___ Records for the task ___

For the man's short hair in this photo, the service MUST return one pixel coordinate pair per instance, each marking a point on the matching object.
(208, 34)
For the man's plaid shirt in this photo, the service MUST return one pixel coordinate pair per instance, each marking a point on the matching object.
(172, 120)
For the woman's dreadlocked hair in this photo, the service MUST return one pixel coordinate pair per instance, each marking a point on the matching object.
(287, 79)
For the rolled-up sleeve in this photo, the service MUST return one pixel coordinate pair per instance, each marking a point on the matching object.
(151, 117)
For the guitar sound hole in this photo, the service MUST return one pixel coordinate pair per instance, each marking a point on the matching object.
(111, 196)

___

▸ **What this task involves**: Copy the material word for word, starting at the line that contains "For the guitar" and continuing to the end of the material.

▸ **Written solution**:
For the guitar sound hole in this photo, the service MUST return one pixel coordinate pair per instance, each marking a point on the matching object.
(111, 196)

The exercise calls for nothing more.